**TASKS TO PERFORM**
a. Answer these from the text on Lisa Ekdahl:
(i) In what year did her self-titled debut album make her famous in Sweden?
(ii) Which trio recorded "Back To Earth" with her?
(iii) How many copies had "Lisa Ekdahl sings Salvadore Poe" sold in France and Scandinavia by early 2001?
b. Could you repeat, word for word, the part of the text on Lisa Ekdahl running from "She signed with" to "and The Guardian."?

Lisa Ekdahl (born 29 July 1971 in Hägersten, Stockholm, Sweden) is a Swedish popular music singer and songwriter. She has so far released 10 albums, most of them in Swedish but some entirely in English. Her voice has been described as "child-like" and "soft, supple and smooth".

Career
In 1994, at the age of 22, Ekdahl became famous overnight in Sweden with her self-titled debut album and the No. 1 hit single "Vem vet" ("Who Knows?"). The record sold almost 800,000 copies and she was awarded three Swedish music prizes, one of them as the nation's best artist of the year. She also enjoyed success in Denmark and Norway.

She signed with EMI Records, but later recorded two pop albums with RCA/BMG: "Med Kroppen Mot Jorden" and "Bortom Det Blå" in 1996 and 1997. In 1998, she recorded the English language album "When Did You Leave Heaven", which contained jazz standards. Ekdahl has been focusing on, with great success, Scandinavia and Europe (most noticeably France), leaving little mark in other countries such as the United States. Her following album, "Back To Earth" (1999), was again full of jazz standards and, like her jazz debut, recorded with the Peter Nordahl Trio. In France alone, it sold over 40,000 copies. She received positive reviews for her live appearances in Great Britain from The Daily Telegraph and The Guardian.

Ekdahl's sixth album, "Lisa Ekdahl sings Salvadore Poe" (2000), signaled a new direction and critical esteem. As the new album's title indicates, Ekdahl exclusively sings songs written by her husband, also known as Paul DiBartolo, guitarist in New York glam metal band Spread Eagle (band), primarily in the bossa nova style. Her fragile and childish voice seems to be made for this type of music. Their album was a great success in France and Scandinavia, where it sold over 120,000 copies by early 2001.

Her voice is variously compared to Blossom Dearie, Diana Krall, and perhaps most accurately, Astrud Gilberto. Her hit song "Vem Vet" is also in the soundtrack of the Korean drama Love Rain.

**DATA EXTRACT**
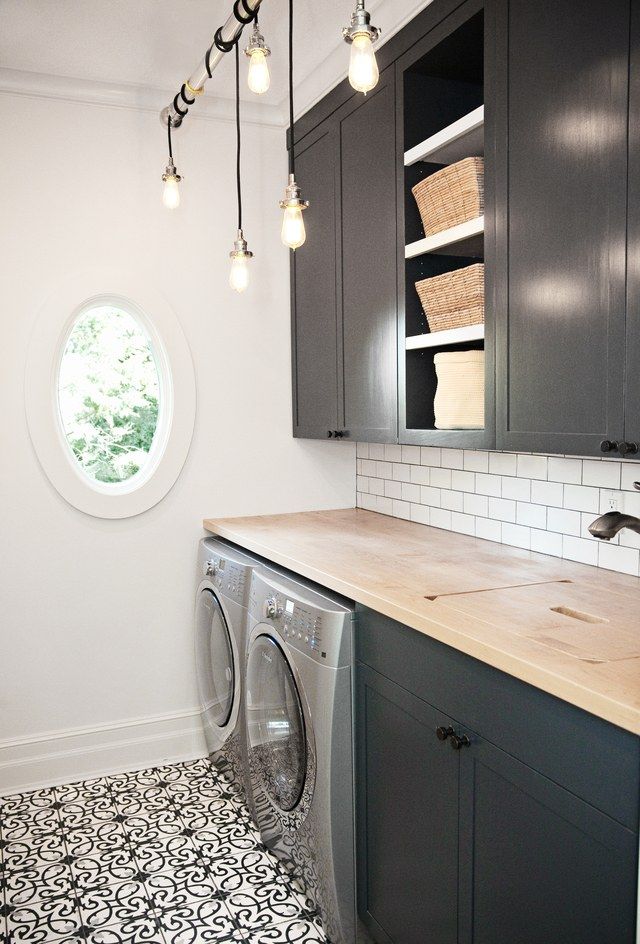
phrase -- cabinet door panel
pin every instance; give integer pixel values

**OUTPUTS**
a.
(i) 1994
(ii) The Peter Nordahl Trio
(iii) Over 120,000 copies

b.
She signed with EMI Records, but later recorded two pop albums with RCA/BMG: "Med Kroppen Mot Jorden" and "Bortom Det Blå" in 1996 and 1997. In 1998, she recorded the English language album "When Did You Leave Heaven", which contained jazz standards. Ekdahl has been focusing on, with great success, Scandinavia and Europe (most noticeably France), leaving little mark in other countries such as the United States. Her following album, "Back To Earth" (1999), was again full of jazz standards and, like her jazz debut, recorded with the Peter Nordahl Trio. In France alone, it sold over 40,000 copies. She received positive reviews for her live appearances in Great Britain from The Daily Telegraph and The Guardian.